**Problem 1:**
Answer these questions about the blog post on the Iraq war:
(a) Which general is named as having tried to explain the point about military victory and terrorism?
(b) What month and year are given for the National Intelligence Estimate?
(c) On which outlet's blog does Timothy Garton Ash write?
**Problem 2:**
Can you extend the blog post on the Iraq war, picking up right after its last sentence?

**Selected text:**
§ §
Just this morning I ran into another rightie blogger sneering about “surrender monkeys” and people who “don’t want to win.” But win what? Let’s be clear. Is the ultimate objective a military victory, or a significant reduction in international terrorism? Because the terrible paradox righties lack the moral courage to face is that by winning one we must lose the other. The difference between most of us against the war and most people for it is not that one side wants to win and the other doesn’t. The difference is that we have a completely different understanding of what it is we want to win.

All manner of military and intelligence experts have tried to explain that chasing a military victory in Iraq is actually counterproductive to reducing terrorism and making America more secure. General Odom tried to explain it. A National Intelligence Estimate of April 2006 tried to explain it. Numerous security experts have tried to explain it. But to explain these things to a rightie is a futile as explaining rocket science to a hamster. They tap their toes impatiently through the explanation — if they allow one to speak at all — and then say, yeah, you people are just surrender monkeys. You don’t want to win.

That’s why I don’t argue with them any more. There’s no point. All we can do is to take power away from them so they stop hurting America.

I wrote a few days ago about how our “strategy” (meaning tactics; Bushies have never figured out there’s a difference) in Iraq has gotten so convoluted it’s tripping over itself. Today Timothy Garton Ash writes on the Guardian blog about this.
§ §
(Stored records)
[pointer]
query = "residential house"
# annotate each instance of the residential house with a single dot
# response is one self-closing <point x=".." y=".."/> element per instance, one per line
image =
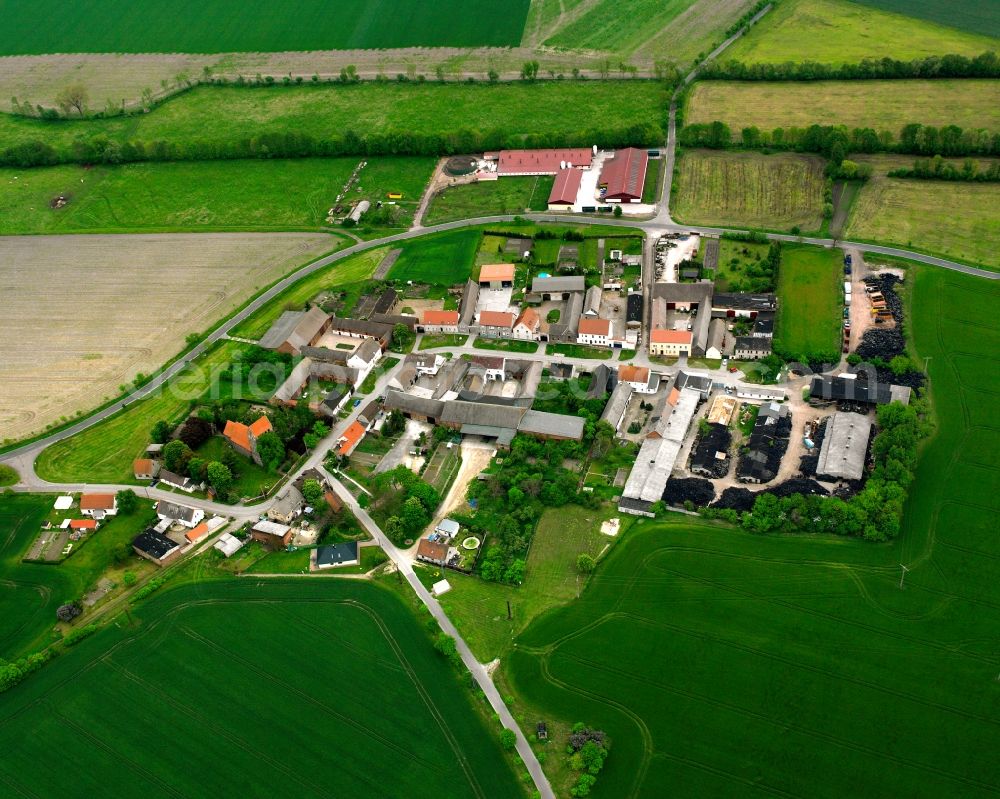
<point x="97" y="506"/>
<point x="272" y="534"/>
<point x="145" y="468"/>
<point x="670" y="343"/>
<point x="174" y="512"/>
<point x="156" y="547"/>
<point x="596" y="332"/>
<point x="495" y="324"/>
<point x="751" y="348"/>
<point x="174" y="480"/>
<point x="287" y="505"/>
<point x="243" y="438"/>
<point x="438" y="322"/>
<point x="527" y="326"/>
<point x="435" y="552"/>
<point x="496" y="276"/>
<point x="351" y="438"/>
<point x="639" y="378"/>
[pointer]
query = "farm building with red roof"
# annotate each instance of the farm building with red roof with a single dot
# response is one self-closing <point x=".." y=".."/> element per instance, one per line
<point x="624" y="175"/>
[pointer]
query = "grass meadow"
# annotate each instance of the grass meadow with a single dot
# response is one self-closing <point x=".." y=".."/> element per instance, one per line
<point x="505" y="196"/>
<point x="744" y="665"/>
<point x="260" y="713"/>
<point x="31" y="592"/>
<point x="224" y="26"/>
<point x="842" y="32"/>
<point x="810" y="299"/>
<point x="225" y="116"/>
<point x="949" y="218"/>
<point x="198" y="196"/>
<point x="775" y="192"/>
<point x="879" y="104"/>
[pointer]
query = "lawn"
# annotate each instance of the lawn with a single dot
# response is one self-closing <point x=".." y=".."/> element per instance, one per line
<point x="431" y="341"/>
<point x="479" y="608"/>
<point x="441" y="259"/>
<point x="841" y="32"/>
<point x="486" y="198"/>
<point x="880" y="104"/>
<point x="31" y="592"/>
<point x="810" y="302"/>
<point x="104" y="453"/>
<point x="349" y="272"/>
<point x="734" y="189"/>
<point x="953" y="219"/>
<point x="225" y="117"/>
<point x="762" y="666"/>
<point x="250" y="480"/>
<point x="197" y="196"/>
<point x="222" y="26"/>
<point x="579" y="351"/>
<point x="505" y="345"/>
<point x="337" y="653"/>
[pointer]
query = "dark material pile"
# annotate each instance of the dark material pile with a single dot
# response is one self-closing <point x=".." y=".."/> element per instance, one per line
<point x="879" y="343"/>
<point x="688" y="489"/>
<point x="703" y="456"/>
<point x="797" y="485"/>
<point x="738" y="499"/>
§ §
**Reply 1:**
(a) General Odom
(b) April 2006
(c) The Guardian

**Reply 2:**
You think you’ve reached bottom, then you hear knocking from underneath. As I follow the news from Iraq, and the American debate about it, I fear that the worst is still to come. Here’s the latest twist. In desperation, and since the surge is not having the desired effect, the US military is now arming and funding Sunni gangs to help them fight other Sunni gangs linked to al-Qaida. The enemy of my enemy is my friend – even if, until only yesterday, he was the enemy I had claimed to be defeating. But how will the US military know they are not supporting killers who have the blood of American soldiers on their hands? Ah, because they will use biometric tests – retina scans and fingerprinting – on those they are arming. How reassuring.

In the short term, this modern version of a 19th century British colonial technique may actually serve to beat back the al-Qaida-related bands, as it reportedly has in Anbar province. But in the medium term, it can only fuel the civil war that most observers expect to erupt with full fury as American and British forces pull back. And that’s in addition to arming the largely Shia forces of the Iraqi army. One way or another, Americans are giving Iraqis more weapons with which they can kill each other. After yesterday’s attack on the al-Askari mosque in Samara, another round of Sunni-Shia violence must be expected.

Mr. Ash goes on to suggest America should re-think its foreign policy. Indeed. His worry — and I admit it’s a legitimate worry — is that even if the next President is a Democrat, that person will just tweak the old policy instead of introducing a whole new one.

But we have a more immediate concern, which is that George W. Bush is still POTUS. And probably will be for almost 20 more months. Sidney Blumenthal writes at Salon that the whole world is watching the clock.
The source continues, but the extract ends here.